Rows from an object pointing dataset
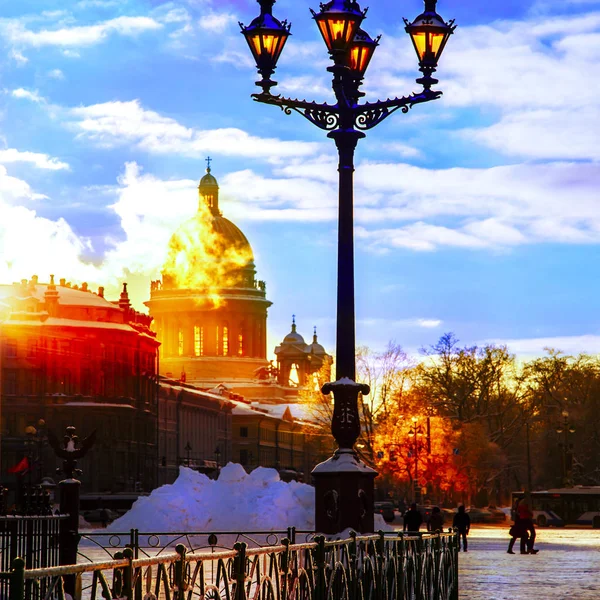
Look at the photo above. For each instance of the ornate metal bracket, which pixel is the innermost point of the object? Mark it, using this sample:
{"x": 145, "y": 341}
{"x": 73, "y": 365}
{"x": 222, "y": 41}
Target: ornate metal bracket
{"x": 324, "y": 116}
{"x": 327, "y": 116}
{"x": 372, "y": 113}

---

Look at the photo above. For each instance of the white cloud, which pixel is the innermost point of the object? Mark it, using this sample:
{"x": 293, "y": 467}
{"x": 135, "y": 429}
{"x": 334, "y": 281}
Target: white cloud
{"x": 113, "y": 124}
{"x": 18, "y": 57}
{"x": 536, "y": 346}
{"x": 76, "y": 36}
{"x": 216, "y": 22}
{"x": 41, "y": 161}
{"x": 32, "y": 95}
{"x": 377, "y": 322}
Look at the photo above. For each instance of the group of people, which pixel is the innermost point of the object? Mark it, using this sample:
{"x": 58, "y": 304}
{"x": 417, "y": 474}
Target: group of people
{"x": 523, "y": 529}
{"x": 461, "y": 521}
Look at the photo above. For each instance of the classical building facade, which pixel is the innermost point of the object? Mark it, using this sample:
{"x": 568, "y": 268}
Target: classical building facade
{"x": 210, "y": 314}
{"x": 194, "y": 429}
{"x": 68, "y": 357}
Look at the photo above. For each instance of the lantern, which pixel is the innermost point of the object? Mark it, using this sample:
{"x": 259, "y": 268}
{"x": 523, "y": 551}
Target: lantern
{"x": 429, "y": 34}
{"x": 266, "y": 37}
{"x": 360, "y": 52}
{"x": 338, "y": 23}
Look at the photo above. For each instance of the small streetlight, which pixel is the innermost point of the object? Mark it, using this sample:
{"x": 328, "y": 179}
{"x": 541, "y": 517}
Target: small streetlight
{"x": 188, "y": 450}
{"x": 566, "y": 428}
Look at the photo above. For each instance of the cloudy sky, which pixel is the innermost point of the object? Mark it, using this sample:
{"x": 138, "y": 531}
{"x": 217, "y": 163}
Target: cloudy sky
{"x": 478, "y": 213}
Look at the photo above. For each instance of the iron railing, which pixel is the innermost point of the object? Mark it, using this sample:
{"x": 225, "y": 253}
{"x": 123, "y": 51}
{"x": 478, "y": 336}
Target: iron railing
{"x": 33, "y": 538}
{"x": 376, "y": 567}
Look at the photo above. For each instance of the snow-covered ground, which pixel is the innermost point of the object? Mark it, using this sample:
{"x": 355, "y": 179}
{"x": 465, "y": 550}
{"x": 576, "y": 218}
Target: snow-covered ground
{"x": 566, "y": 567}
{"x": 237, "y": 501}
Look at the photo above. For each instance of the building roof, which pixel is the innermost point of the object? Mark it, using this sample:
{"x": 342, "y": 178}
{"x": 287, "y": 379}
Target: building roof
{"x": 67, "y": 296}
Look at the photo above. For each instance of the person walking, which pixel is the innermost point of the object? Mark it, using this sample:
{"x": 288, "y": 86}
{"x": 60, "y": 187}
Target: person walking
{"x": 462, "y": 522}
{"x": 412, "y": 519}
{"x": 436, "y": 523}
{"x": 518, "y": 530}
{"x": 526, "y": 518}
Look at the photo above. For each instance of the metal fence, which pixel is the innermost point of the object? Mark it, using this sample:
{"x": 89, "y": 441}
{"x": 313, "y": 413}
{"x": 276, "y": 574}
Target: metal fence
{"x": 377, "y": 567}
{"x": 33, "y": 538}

Stated exercise
Filter the records above and keep every line that contains the string "using". Uppercase and lowercase letters count as different.

Solved problem
Look at the photo above. For each instance of the ornate metal bracket, which pixel is the innermost point of the object? Mark it, using this sample:
Look at the photo above. For each instance of the white cloud, which pixel is the innermost point of the object? Mark it, using this sample:
Look at the photo above. For each instance of the group of people, which pixel is the innermost point of the object? Mark it, using this sample:
Look at the photo above. For each instance of the classical building facade, which pixel is the innermost point of the object? Mark it, using this sample:
Look at the photo above. For each instance of the lantern, which pixel is the innermost point of the object? Mark it, using this sample:
Look at the photo above. For each instance of the small streetlight, which pixel is the innermost point of the object? Mark it, using this sample:
Look at the photo above. For each instance of the cloudy sky, which pixel is the innermost point of the object? Mark it, using this sample:
Look at the photo above. For each instance of the iron railing, which pixel is the innermost point of the object? Mark it, using this sample:
Look at the photo above. For each instance of the snow-covered ground, which pixel is the innermost point of the object? Mark it, using this sample:
Look at the photo above. For each instance of the building roof, which pixel is the innermost point of the object? Mark it, using this sample:
Look at the photo above. For each instance of the person walking, which pixel is the innermost point of the object? Mark it, using this sample:
Look at the photo above. For each instance of the metal fence, which pixel is the innermost point of the object? Mark it, using this sample:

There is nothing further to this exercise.